◆ GOAL OF THE EXERCISE
What is needed is an exact copy of the entries below, with every picture left out.

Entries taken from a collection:
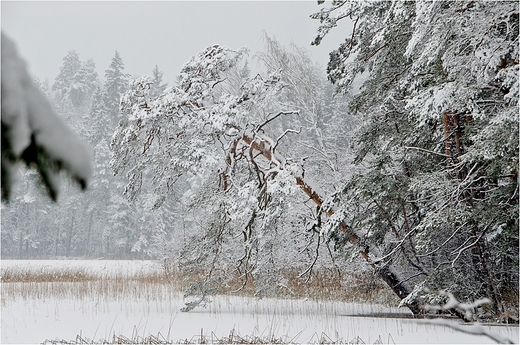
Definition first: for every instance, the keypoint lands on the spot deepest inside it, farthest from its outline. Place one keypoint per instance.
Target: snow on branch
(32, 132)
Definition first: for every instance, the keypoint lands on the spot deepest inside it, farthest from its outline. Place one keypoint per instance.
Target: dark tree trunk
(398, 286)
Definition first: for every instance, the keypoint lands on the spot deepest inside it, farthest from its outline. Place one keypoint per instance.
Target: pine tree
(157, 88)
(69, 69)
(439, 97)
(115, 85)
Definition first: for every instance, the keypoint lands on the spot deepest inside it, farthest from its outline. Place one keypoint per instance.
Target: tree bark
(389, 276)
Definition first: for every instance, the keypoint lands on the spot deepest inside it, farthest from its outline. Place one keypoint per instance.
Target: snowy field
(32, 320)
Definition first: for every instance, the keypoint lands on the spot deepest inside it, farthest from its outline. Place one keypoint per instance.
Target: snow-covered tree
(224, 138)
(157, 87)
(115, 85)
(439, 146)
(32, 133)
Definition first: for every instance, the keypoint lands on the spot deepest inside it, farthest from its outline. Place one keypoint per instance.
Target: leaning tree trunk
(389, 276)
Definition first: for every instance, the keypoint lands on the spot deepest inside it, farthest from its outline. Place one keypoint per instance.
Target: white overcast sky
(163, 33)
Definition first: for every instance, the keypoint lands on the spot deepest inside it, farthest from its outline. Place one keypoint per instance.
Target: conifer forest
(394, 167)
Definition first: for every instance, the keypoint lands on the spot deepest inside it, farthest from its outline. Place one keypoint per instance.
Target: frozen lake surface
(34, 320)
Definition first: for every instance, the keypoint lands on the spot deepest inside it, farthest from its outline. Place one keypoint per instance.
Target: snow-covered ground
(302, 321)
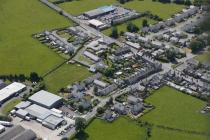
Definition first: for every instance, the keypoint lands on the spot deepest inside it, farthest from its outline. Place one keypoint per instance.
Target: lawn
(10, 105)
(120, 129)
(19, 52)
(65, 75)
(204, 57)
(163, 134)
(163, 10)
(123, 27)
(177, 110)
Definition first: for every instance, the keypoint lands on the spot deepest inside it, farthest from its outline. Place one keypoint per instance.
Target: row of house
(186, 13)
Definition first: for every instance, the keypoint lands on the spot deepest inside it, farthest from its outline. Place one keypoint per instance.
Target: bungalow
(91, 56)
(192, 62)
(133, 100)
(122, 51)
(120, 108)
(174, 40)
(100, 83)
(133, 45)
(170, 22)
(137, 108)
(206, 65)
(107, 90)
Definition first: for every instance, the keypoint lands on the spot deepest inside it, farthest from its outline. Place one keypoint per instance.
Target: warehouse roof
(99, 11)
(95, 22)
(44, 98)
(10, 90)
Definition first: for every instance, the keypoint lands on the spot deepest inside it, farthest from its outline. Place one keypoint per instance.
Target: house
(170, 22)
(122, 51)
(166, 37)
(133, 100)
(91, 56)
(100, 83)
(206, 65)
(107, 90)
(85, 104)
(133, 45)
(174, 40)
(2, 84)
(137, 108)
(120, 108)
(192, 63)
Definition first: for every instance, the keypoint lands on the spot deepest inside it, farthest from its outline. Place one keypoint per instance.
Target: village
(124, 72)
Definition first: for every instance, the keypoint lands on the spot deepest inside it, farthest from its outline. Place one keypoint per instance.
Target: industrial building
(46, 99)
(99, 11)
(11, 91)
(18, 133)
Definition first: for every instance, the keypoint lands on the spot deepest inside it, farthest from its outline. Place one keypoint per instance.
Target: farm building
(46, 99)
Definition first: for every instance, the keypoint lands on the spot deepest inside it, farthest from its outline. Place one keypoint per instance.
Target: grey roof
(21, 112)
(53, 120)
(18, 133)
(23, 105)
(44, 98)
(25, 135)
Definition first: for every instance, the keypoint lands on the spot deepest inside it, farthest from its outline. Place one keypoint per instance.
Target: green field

◆ RESULT BELOW
Definition first: for every instance, the keypoint lands on the spot deepest inside it, farthest from its outline. Place one keypoint per instance.
Target: snow on branch
(32, 132)
Definition first: for every instance, the keypoint lands on the spot deepest inside it, farthest from its outline. Place one keypoint per instance.
Target: dark tree trunk
(398, 286)
Definition first: for every instance, the keypoint lands on the spot deepest inside it, farthest from its outline. Place one keypoint per instance.
Target: pine tree
(157, 88)
(69, 69)
(439, 97)
(115, 85)
Definition first: for every instance, the keypoint lands on the spot deepest inside it, farthest from its outline. Place one keypoint per instance.
Target: tree bark
(389, 276)
Definition first: for every instance, the keypoint lands on the spot deepest inside it, farthest from its outline. Place one keypoint per instance.
Target: snowy field
(32, 320)
Definition first: for every instance, the keypoint lands on the spot deepest inside it, farthest from its outline. Place one keypoint per instance.
Target: snow-covered tree
(224, 138)
(157, 87)
(115, 85)
(439, 146)
(32, 133)
Definition first: for every instance, the keypoint lands on the spot deepest inside it, farthest from its outline. Place one keypoint per instance.
Target: leaning tree trunk
(389, 276)
Definition first: for every instance, the keypoint lands on the spot deepest inside it, farthest from its outline. Place one keypoint per instance.
Target: white overcast sky
(163, 33)
Definition first: for every instance, the keypoint lands on the spot deepest inside it, farthest from its outline. Place one keypoint per instance.
Target: conifer forest
(394, 167)
Definition first: for every instance, the keypoint lands on the spot deepest inside it, farthest from its outline. Place one keypoint per instance.
Target: frozen lake surface
(34, 320)
Definition first: for every instance, the keypoint lands on the spot deepest inside it, farthest from its outline. Place one keypoint per instance.
Target: snow-covered ground
(302, 321)
Definition first: for every instance, the keypoint lands on the spot deepest inside it, farthest from its outline. Place one keypoint per instance.
Target: lawn
(10, 105)
(120, 129)
(19, 52)
(65, 75)
(204, 57)
(163, 134)
(163, 10)
(123, 27)
(177, 110)
Definition first: for every instance, the keypoint lands on the spot deepest inside it, farthest from its outline. Place one keypoint per instance.
Target: row of house
(186, 13)
Definition first: for every instance, the keypoint lands on the spot deepest inside it, farthest from its outline. Place one keypoint per instance.
Target: bungalow
(91, 56)
(192, 62)
(133, 100)
(122, 51)
(120, 108)
(174, 40)
(100, 83)
(133, 45)
(170, 22)
(137, 108)
(206, 65)
(107, 90)
Definition first: for every instance, the keypoint lands on the spot deepest inside it, farthest from its outline. Place one keypoint per instance.
Target: warehouse roof
(99, 11)
(95, 22)
(44, 98)
(10, 90)
Definition first: for every instance, the keypoint lands on the spot deepest inside it, farthest from its outline. Place one keypoint per instance.
Target: house
(170, 22)
(122, 51)
(166, 37)
(133, 100)
(91, 56)
(100, 83)
(206, 65)
(107, 90)
(85, 104)
(133, 45)
(174, 40)
(2, 84)
(137, 108)
(120, 108)
(192, 63)
Definition first: for every instance, the keypoint lands on the spot deepest inside it, farthest from its outline. Place one keypoint per instance.
Target: village
(124, 72)
Definition first: for every instance, the keypoint lands on the spot deepest inside it, farthest from its outline. Place one keypoint per instance.
Target: industrial building
(46, 99)
(99, 11)
(11, 91)
(18, 133)
Definition first: for every instance, the keypoint lands on the spot deepest inside it, farthest from its outline. Place one keypoint per instance.
Target: farm building
(46, 99)
Definition first: for every instance, the keypoint lands on the spot deepest inside it, farthest from its outline. Place one keypoint per instance.
Target: grey roof
(21, 112)
(53, 120)
(18, 133)
(23, 105)
(44, 98)
(25, 135)
Definition first: for every instance, the keypoint lands on the spot deepest inside it, farthest from its outline. Place one keypoint per instance.
Target: green field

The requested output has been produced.